### EXTRACTED MATERIAL
:::
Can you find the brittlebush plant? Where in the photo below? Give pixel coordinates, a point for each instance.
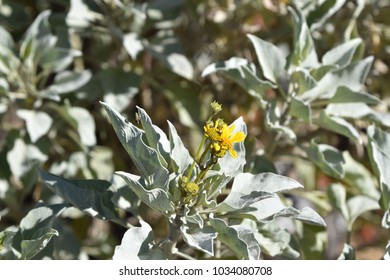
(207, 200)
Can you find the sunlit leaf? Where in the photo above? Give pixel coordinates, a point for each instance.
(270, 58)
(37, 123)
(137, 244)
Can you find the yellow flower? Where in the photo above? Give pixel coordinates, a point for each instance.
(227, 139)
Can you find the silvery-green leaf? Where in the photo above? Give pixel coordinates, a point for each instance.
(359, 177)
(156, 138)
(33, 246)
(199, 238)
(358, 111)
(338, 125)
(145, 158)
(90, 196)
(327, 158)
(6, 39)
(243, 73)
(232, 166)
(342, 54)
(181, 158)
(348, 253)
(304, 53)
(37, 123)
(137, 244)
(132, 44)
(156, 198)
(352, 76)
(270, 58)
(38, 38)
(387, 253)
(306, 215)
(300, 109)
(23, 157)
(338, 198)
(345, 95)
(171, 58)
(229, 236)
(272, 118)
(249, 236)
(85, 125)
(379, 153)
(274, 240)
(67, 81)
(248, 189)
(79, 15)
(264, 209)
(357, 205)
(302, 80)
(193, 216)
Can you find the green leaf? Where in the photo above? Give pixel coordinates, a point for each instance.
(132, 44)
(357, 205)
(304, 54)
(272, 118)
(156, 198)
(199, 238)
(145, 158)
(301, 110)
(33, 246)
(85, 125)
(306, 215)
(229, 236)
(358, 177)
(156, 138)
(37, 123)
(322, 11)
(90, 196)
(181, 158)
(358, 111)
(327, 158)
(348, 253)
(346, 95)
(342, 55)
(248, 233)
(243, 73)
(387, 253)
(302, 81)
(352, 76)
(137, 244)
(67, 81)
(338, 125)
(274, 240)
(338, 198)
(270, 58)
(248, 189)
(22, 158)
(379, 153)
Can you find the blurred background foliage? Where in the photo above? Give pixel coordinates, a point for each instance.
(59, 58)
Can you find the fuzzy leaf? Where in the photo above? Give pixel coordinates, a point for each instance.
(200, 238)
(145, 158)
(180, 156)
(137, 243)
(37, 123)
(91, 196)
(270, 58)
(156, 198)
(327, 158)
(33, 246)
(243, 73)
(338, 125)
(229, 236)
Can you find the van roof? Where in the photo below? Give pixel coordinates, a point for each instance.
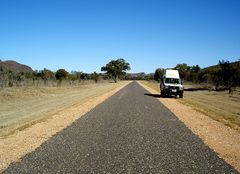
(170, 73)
:::
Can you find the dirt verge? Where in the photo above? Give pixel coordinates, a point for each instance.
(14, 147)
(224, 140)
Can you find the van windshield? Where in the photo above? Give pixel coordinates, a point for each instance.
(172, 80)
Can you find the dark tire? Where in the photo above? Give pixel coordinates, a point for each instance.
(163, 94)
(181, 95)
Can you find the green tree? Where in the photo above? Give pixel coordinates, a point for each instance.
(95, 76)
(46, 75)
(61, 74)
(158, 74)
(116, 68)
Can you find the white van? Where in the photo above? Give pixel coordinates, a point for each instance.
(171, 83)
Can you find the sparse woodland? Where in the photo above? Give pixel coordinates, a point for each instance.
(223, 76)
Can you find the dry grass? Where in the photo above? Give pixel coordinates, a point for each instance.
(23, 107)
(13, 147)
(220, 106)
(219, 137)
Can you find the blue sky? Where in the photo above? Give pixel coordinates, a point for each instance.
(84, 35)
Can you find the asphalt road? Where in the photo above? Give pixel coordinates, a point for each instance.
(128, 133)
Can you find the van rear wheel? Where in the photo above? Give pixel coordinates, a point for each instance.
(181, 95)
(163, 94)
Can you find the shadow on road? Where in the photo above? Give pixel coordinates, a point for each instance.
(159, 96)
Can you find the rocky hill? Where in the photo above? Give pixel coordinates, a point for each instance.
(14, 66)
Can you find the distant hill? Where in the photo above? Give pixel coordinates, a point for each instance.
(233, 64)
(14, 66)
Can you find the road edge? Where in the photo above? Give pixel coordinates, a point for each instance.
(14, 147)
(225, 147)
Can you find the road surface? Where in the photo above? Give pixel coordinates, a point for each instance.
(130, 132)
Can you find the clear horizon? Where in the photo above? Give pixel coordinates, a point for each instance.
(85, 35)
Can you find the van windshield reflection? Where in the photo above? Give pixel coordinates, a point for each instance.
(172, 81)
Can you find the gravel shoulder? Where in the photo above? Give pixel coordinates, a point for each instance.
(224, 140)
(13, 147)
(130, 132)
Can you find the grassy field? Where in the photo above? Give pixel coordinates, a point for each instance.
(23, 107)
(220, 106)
:::
### TASK OBJECTIVE
How many lines of the records contain the string "hill"? Case counts; reply with the number alone.

### RESULT
2